Rewrite the records below as a Markdown table with the columns "No." and "Line", numbering each line in order and omitting blank lines. Exclude the pictures from the table.

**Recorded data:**
──────

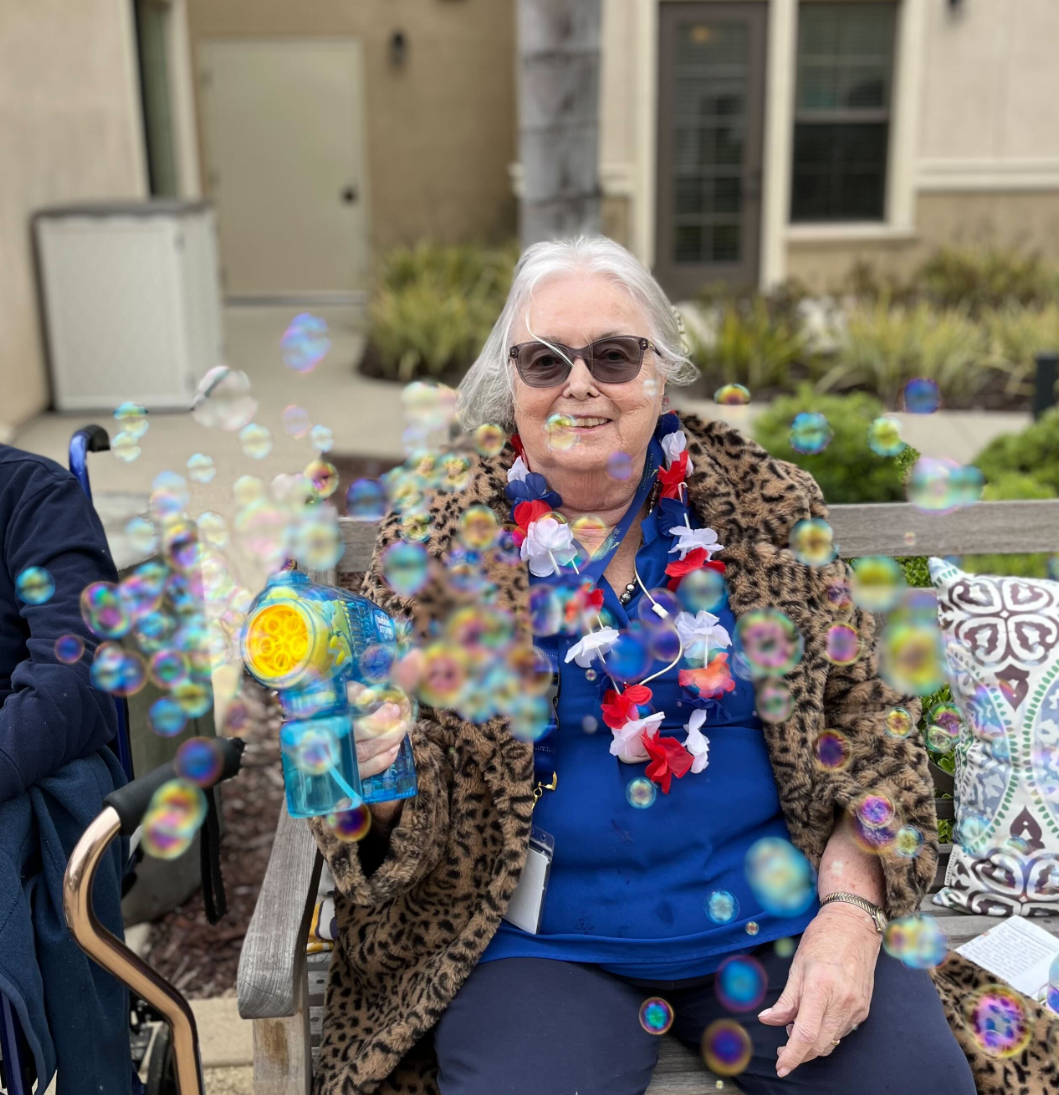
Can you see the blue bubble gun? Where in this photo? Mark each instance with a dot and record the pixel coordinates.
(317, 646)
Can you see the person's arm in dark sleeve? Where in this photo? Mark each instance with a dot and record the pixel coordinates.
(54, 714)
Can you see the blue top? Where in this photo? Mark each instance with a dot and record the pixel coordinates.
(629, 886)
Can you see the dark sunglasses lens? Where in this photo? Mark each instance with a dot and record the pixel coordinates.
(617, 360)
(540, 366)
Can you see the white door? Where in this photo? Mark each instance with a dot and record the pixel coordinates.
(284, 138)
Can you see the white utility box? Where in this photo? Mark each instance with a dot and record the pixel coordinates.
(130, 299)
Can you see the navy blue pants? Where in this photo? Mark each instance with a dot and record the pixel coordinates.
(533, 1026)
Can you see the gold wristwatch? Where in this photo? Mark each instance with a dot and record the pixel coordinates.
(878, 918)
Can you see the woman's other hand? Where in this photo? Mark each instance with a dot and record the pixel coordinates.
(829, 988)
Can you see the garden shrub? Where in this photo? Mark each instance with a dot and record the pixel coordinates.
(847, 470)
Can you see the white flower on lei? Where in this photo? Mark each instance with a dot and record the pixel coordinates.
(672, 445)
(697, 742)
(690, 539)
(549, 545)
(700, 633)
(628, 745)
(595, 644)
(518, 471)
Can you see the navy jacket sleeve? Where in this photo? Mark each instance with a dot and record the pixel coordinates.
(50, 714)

──────

**Full output:**
| No. | Line |
|---|---|
| 1 | Can you see the blue bubble gun? Where in this photo? Mark each instance with a dot and record the pixel coordinates. |
| 2 | (317, 646) |
| 3 | Can you see the person's arm in dark sleeve? Where in this photo? Mark each instance with a dot and record the pixel coordinates. |
| 4 | (54, 714) |
| 5 | Can you see the blue top? Where in this photo? Mark each instance with a dot and record the pixel coordinates. |
| 6 | (629, 886) |
| 7 | Can you see the dark sunglasses lens? Where in this photo? Mark each instance with a dot and record the pixel coordinates. |
| 8 | (617, 360) |
| 9 | (540, 366) |
| 10 | Can you see the white door? Where in this photo? Mark each instance with a dot and record the pixel coordinates. |
| 11 | (284, 138) |
| 12 | Can you see the white utility box? Where in this photo? Mark each instance with a dot and record the pixel coordinates. |
| 13 | (130, 299) |
| 14 | Can you see the navy blue pants? Where in this photo? Mark each instance with a dot and record the pixel coordinates. |
| 15 | (533, 1026) |
| 16 | Can you see the gold wristwatch? Where in this photo? Mark each instance with a dot and record the pixel coordinates. |
| 17 | (878, 918) |
| 18 | Can you see the woman's other hand? Where in this photo? Mark each instance with a dot and record the pixel coordinates. |
| 19 | (829, 988) |
| 20 | Can you see the garden shrub? Where in this photo? Mark each instance with a dot and record the pixel coordinates. |
| 21 | (847, 470) |
| 22 | Can you see the white flower on lei? Where in this photo? Mark each instance with a dot and record the pixel coordinates. |
| 23 | (672, 445) |
| 24 | (697, 742) |
| 25 | (690, 539) |
| 26 | (549, 545) |
| 27 | (700, 633) |
| 28 | (628, 745) |
| 29 | (595, 644) |
| 30 | (518, 471) |
| 31 | Can you see the navy jacket sleeve? Where in this photo? Mark each instance with a dot and record the pixel coordinates. |
| 32 | (50, 714) |